Each entry below should be reproduced character for character.
— START OF DATA FOR PROCESSING —
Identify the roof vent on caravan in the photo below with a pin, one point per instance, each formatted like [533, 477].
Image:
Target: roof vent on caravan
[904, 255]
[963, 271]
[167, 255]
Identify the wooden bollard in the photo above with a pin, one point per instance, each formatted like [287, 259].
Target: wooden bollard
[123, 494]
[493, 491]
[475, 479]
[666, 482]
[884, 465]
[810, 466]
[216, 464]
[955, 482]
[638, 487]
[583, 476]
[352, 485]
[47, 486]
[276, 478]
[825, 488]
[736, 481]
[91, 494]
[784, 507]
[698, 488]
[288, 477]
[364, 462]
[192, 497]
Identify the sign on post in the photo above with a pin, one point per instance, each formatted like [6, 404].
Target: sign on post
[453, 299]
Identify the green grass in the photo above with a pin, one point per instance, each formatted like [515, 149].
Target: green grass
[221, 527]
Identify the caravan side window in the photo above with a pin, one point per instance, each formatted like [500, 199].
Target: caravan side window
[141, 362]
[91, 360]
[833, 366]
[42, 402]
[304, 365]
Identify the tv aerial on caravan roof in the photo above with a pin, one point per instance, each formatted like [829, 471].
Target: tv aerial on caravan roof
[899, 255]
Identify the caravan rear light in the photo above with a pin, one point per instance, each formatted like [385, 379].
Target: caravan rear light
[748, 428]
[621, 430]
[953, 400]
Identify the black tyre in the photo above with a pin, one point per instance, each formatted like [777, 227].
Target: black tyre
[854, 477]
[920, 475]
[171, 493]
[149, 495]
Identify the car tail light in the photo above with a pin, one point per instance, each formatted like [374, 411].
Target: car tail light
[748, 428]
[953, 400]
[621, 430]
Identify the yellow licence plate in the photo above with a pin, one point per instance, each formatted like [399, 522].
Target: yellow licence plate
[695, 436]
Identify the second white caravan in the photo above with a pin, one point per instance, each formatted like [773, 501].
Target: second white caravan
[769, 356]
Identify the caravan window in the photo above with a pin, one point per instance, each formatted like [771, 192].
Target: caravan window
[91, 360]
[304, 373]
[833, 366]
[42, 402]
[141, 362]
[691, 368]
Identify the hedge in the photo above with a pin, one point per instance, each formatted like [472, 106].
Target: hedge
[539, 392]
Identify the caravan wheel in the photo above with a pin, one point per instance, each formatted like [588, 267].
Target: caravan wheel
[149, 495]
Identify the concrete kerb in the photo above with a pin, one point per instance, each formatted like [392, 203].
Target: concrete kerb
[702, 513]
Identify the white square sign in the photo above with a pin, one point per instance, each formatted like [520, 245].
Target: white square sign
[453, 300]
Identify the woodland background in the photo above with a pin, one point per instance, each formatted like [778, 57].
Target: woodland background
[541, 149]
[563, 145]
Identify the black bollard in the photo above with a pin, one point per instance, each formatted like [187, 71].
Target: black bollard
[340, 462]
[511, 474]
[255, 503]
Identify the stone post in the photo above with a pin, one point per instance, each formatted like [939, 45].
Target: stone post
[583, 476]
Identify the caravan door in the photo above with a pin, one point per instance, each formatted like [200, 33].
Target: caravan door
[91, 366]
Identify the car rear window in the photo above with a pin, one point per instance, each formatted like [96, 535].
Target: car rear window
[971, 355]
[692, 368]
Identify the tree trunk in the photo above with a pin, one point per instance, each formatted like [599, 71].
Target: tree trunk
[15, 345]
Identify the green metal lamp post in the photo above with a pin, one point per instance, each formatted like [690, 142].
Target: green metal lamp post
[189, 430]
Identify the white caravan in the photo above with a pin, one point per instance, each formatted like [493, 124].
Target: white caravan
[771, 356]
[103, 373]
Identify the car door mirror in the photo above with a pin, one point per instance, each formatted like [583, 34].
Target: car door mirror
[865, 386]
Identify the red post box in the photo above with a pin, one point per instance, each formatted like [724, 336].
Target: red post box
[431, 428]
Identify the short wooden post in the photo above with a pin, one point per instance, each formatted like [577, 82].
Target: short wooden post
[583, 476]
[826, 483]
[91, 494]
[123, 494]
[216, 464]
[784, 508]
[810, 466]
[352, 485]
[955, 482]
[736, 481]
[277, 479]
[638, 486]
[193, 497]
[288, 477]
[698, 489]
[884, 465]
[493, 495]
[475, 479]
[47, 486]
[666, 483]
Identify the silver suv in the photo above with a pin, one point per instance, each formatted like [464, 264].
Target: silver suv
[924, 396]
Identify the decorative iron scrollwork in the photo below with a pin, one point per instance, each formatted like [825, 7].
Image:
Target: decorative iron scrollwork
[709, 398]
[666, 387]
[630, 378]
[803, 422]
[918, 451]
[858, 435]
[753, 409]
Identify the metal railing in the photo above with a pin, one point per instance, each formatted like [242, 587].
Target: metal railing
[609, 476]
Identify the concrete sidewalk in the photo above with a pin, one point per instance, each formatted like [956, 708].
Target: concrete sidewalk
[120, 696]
— END OF DATA FOR PROCESSING —
SOLUTION FOR THIS PROBLEM:
Identify the roof vent on caravan in the photo below with a pin, one point per instance, each formatted like [533, 477].
Image:
Target: roof vent on caravan
[904, 255]
[963, 271]
[167, 255]
Identify the wooden bollard in the photo above with a pin, one point per instance, each formatted like [287, 259].
Target: wooden bollard
[123, 494]
[493, 491]
[475, 479]
[666, 482]
[884, 465]
[810, 466]
[216, 464]
[955, 482]
[638, 487]
[583, 476]
[352, 485]
[47, 486]
[276, 478]
[825, 488]
[736, 481]
[91, 494]
[784, 507]
[698, 488]
[288, 477]
[364, 462]
[192, 497]
Identify the sign on post in the photo above with a pin, one point per instance, each formatted like [6, 404].
Target: sign on post
[453, 299]
Identify the green grass in the photo above with a pin, one point per instance, each formatted like [515, 149].
Target: green grass
[221, 527]
Identify the caravan side window in the photo above with a pin, one point per instance, each formatted like [500, 199].
Target: caravan side window
[141, 362]
[91, 360]
[833, 366]
[42, 402]
[304, 365]
Identify the tv aerial on caravan roof in the photo above with a pin, one point per instance, each formatted like [829, 471].
Target: tv aerial on caravan roof
[899, 255]
Identify the caravan rear light in the photo above with a pin, one point per instance, each formatted like [385, 379].
Target: caravan rear light
[748, 428]
[621, 430]
[953, 400]
Identify the black tyre in the photo above with a pin, one point per instance, each formatted like [777, 227].
Target: black tyre
[854, 477]
[920, 475]
[171, 493]
[149, 495]
Identify the car tail light in the photo above with a pin, one point per instance, each formatted like [374, 411].
Target: car tail light
[748, 428]
[953, 400]
[621, 430]
Identify the yellow licence plate in the photo above with a pin, one point per instance, each formatted like [399, 522].
Target: yellow licence plate
[695, 436]
Identify the second white caravan in the photo above with a pin, one point per instance, each formatted like [773, 501].
Target: second white caravan
[769, 356]
Identify the caravan window in the photo above with a pin, one point per instance, each formatted like [771, 192].
Target: caravan window
[91, 360]
[304, 373]
[833, 366]
[42, 402]
[141, 362]
[691, 368]
Identify the hedge in the photo above with a pin, one point per instance, each formatted like [472, 106].
Target: hedge
[539, 392]
Identify the caravan wheel in the photo above with a pin, one point per instance, each formatted like [588, 267].
Target: caravan wheel
[149, 495]
Identify the concrete kerb in the photo above with a pin, one point per instance, each formatted like [392, 203].
Target: concrete kerb
[702, 513]
Identify the white square sign in the photo above with a pin, one point per instance, each formatted like [520, 245].
Target: white square sign
[453, 300]
Identify the woodland background in the photo above with a pin, one point per instance, each formatted like [778, 57].
Target: woodland background
[541, 149]
[563, 145]
Identify the black bollard in the photo above with a pin, one point per instance, each formatted like [187, 71].
Target: black bollard
[340, 462]
[511, 474]
[255, 503]
Identify the stone post in the photo above with a pin, one point per instance, each formatted like [939, 45].
Target: stone post
[583, 476]
Identify the caravan door in the photo above with a pin, one point per instance, each formatted like [200, 33].
Target: caravan door
[91, 366]
Identify the car rear window in the photo above with a pin, one point per instance, each formatted like [96, 535].
Target: car rear window
[971, 355]
[692, 368]
Identify the tree trunk in the photo above with a pin, one point per instance, each formatted like [599, 71].
Target: tree trunk
[15, 345]
Identify the green metal lamp post in the photo above with a pin, one point per instance, each formatted like [690, 142].
Target: green metal lamp post
[189, 430]
Identify the white caravan in the photo above with a pin, one point per instance, each formatted like [493, 124].
Target: white caravan
[771, 356]
[103, 373]
Identify the car door mirror in the photo above with a pin, one point per instance, each formatted like [583, 34].
Target: car door mirror
[865, 386]
Identify the red post box in the photo above with a pin, one point per instance, each formatted like [724, 336].
Target: red post box
[431, 428]
Identify the short wooden post in the photo above with a pin, one point per instance, each formatted like [577, 82].
Target: short wooden post
[583, 476]
[826, 483]
[91, 494]
[123, 494]
[216, 464]
[784, 508]
[810, 466]
[352, 485]
[955, 482]
[736, 481]
[277, 479]
[638, 486]
[193, 497]
[288, 477]
[698, 489]
[884, 465]
[493, 495]
[475, 479]
[47, 486]
[666, 483]
Identify the silver suv in the photo above with a pin, one point per instance, each formatted like [464, 264].
Target: silver suv
[924, 396]
Identify the decorative iron scrollwork in the photo below with a pin, one point per instance, each formatted like [825, 7].
Image:
Target: decorative iron scrollwork
[709, 398]
[666, 387]
[630, 378]
[803, 422]
[918, 451]
[858, 435]
[753, 409]
Identify the metal railing in the photo above with a pin, one point per instance, each formatted like [242, 587].
Target: metal railing
[609, 476]
Identify the concrete sidewalk in the photo above with a pin, one point per instance, each formatted like [956, 708].
Target: concrete sidewalk
[120, 696]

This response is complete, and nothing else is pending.